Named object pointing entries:
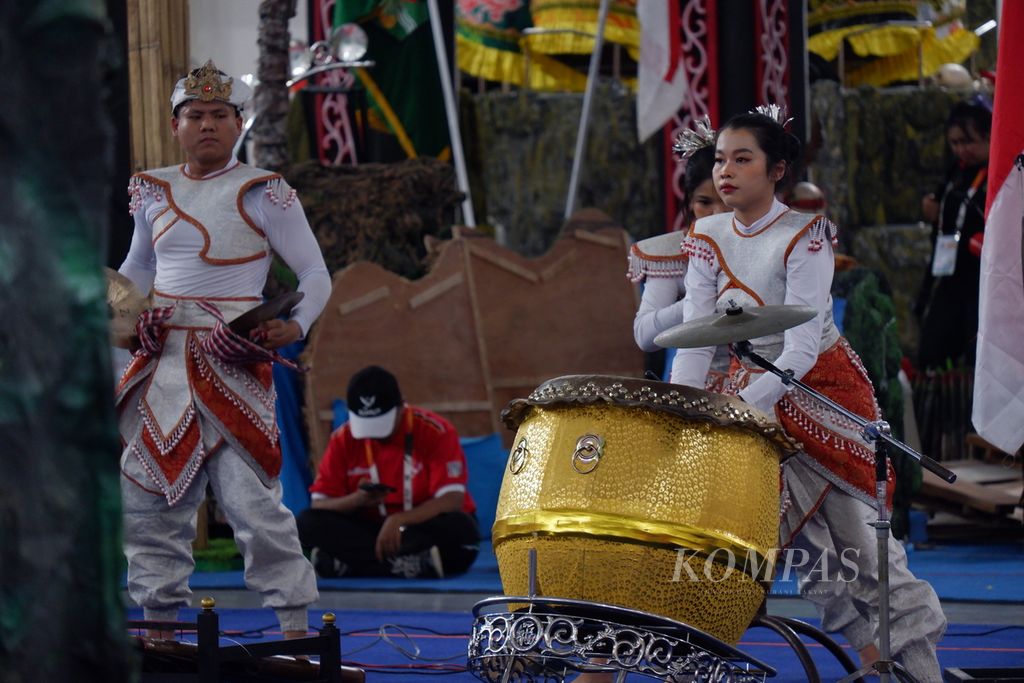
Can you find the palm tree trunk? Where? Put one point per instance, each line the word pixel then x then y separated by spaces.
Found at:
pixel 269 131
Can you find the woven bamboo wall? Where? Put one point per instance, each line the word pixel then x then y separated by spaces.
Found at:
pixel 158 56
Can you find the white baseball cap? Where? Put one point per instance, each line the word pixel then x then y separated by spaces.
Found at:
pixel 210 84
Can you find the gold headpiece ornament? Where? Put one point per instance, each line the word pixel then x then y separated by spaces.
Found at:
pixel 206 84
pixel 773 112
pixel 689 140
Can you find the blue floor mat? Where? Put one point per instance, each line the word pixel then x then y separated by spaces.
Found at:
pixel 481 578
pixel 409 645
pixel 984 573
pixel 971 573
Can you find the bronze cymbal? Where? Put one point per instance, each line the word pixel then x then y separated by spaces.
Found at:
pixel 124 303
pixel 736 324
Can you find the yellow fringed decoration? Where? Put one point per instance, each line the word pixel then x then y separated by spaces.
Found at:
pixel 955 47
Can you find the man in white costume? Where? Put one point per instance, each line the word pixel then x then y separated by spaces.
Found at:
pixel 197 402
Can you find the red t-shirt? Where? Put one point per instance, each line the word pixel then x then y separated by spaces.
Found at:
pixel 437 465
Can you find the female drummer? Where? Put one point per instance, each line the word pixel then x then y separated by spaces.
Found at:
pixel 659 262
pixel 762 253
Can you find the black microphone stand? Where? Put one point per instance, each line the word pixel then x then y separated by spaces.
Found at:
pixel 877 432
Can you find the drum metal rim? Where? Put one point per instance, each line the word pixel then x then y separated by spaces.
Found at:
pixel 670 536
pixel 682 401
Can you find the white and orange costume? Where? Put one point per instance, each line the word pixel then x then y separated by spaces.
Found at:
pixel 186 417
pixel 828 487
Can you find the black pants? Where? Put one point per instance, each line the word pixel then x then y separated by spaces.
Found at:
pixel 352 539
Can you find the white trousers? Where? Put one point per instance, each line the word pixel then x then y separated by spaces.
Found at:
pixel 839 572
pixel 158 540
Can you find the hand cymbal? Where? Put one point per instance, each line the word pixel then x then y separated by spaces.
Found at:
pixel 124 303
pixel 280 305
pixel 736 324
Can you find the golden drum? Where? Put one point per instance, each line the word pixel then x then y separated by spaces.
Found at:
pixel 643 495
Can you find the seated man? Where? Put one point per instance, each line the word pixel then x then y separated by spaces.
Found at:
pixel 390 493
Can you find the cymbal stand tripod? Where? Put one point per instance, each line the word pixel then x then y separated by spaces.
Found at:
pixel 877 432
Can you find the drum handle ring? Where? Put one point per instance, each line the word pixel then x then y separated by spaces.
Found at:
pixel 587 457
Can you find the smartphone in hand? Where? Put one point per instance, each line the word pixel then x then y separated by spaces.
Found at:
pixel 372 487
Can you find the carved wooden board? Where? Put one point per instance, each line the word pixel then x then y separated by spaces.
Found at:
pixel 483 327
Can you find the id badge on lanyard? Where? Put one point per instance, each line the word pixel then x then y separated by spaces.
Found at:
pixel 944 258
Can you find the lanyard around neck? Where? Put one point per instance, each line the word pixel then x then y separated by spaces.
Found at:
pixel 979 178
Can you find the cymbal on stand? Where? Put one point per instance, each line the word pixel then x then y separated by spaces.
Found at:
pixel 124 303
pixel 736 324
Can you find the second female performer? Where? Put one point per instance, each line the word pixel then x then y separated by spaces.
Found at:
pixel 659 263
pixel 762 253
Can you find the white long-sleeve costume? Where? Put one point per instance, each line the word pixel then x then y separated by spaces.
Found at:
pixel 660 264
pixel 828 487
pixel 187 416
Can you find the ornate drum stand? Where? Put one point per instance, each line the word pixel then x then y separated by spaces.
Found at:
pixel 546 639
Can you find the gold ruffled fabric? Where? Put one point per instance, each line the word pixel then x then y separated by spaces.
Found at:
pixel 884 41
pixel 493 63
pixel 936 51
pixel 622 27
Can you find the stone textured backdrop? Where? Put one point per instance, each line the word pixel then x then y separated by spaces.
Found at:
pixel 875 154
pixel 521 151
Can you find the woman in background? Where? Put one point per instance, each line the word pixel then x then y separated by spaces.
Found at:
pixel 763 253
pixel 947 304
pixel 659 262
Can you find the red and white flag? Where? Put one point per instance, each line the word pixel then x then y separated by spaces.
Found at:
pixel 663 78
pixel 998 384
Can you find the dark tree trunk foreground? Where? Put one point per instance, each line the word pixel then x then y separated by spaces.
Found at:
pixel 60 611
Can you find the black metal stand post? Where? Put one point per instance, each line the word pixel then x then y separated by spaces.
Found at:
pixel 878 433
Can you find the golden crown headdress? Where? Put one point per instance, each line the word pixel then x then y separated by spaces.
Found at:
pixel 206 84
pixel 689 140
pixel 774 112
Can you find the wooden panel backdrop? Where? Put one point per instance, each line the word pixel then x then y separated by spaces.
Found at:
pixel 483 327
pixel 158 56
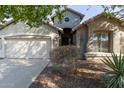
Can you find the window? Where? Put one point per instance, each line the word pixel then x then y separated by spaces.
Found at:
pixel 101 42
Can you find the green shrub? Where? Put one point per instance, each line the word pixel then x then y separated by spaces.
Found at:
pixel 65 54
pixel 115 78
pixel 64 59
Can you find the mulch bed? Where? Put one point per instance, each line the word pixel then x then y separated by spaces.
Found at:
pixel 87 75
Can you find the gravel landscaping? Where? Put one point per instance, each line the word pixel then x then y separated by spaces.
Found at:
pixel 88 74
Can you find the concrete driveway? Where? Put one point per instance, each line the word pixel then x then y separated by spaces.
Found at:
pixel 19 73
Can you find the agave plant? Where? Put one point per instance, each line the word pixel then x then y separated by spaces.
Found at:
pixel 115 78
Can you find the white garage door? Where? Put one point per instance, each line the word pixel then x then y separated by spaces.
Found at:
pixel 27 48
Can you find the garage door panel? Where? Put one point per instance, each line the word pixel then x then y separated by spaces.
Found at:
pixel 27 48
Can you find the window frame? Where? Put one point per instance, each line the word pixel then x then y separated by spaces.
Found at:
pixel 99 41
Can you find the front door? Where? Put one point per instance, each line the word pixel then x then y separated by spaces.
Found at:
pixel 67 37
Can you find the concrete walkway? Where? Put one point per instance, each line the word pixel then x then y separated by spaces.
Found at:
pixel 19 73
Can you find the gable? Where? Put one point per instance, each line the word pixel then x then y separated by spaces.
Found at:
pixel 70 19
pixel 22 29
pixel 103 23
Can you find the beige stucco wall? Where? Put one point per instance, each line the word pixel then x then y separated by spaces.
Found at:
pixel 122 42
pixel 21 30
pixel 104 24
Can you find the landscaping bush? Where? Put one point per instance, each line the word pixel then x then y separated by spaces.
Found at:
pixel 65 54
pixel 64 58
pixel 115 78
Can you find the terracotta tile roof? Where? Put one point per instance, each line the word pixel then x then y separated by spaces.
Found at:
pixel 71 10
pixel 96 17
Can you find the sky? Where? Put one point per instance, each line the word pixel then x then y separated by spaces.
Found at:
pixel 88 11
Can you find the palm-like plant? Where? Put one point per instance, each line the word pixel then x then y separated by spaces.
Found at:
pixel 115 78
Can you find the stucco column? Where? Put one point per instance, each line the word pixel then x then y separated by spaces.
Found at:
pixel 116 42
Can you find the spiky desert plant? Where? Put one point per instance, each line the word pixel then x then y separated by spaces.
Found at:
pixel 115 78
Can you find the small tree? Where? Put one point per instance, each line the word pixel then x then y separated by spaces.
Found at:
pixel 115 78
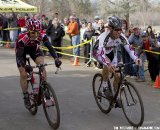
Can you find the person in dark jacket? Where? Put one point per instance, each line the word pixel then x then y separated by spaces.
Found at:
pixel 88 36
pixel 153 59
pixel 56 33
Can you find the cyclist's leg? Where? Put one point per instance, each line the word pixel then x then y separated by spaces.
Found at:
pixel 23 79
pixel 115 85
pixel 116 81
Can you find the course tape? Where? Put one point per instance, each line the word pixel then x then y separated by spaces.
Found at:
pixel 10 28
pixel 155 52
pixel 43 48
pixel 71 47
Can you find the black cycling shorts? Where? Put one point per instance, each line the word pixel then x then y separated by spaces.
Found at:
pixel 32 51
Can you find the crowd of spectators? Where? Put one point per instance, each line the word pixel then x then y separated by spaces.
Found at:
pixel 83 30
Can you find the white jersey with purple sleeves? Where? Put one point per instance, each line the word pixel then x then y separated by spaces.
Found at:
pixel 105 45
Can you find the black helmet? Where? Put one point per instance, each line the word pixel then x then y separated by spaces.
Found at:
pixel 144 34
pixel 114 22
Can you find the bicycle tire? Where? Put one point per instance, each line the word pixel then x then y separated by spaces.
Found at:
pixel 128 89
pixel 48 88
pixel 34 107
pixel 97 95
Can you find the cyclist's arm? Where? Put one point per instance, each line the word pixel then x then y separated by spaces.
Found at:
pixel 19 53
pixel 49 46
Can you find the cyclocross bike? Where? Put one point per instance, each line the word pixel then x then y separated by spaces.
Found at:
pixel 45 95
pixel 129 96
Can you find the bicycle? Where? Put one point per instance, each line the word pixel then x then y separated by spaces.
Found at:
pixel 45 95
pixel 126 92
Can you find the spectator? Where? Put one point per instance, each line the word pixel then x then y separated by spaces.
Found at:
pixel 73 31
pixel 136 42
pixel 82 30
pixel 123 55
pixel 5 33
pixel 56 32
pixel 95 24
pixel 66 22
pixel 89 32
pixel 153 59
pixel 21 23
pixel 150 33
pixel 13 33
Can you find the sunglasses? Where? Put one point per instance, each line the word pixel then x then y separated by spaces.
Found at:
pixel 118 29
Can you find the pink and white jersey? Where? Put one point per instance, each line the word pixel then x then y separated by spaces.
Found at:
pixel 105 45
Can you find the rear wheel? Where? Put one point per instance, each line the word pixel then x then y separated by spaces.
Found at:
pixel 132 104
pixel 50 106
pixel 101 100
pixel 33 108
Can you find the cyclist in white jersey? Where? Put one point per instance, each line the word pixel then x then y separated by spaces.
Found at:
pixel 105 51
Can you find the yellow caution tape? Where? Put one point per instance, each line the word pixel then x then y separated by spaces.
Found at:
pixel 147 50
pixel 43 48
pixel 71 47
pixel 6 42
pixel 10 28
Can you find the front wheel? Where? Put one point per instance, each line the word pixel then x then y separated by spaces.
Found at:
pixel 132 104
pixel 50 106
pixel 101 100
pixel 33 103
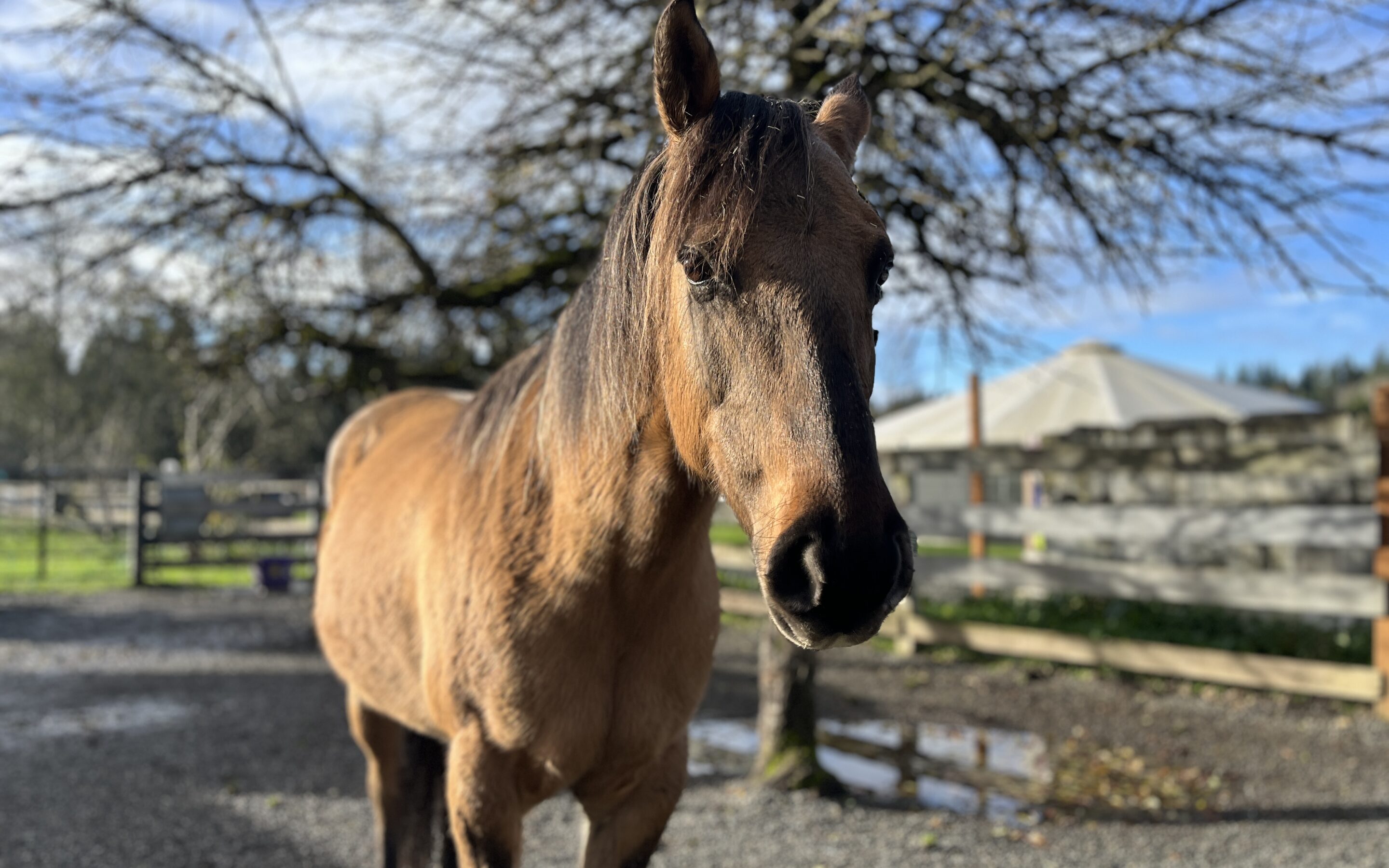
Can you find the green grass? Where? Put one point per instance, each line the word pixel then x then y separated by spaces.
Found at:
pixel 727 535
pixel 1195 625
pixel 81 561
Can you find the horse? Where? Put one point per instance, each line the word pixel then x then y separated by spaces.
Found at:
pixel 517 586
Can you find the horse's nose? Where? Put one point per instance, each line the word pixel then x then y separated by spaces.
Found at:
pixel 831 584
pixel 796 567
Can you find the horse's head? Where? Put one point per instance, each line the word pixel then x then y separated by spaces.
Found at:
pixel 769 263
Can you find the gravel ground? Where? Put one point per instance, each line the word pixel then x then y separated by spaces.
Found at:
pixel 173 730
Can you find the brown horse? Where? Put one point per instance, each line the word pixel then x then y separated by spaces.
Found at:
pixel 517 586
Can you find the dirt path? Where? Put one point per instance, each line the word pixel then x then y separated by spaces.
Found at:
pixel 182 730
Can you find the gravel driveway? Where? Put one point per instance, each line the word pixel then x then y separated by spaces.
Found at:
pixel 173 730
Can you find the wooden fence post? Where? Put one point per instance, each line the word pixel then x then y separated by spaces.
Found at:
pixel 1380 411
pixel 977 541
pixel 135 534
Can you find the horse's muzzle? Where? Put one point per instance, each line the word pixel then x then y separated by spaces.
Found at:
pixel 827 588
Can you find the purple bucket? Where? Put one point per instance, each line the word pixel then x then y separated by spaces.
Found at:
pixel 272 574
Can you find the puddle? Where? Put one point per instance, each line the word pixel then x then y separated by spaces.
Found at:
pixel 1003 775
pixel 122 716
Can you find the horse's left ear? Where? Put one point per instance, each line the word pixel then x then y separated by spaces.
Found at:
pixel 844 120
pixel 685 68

DIRECTION: Output the lines of the material again verbatim, starting at the line containing "Can you find the white long-sleeve" and ending at the line containing "pixel 622 27".

EXPECTED OUTPUT:
Can you find the white long-sleeve costume? Where? Put one point per instance, each line the word pixel then x then y separated by spaces.
Found at:
pixel 660 264
pixel 828 487
pixel 187 416
Can you find the ornate drum stand? Where? Put one point per instance, each line the word pixel then x then y separated by spaces.
Found at:
pixel 546 639
Can you find the gold ruffled fabric? Where? Put one point per instance, each line the word pixel then x then y separated by spaces.
Found at:
pixel 884 41
pixel 493 63
pixel 936 51
pixel 622 27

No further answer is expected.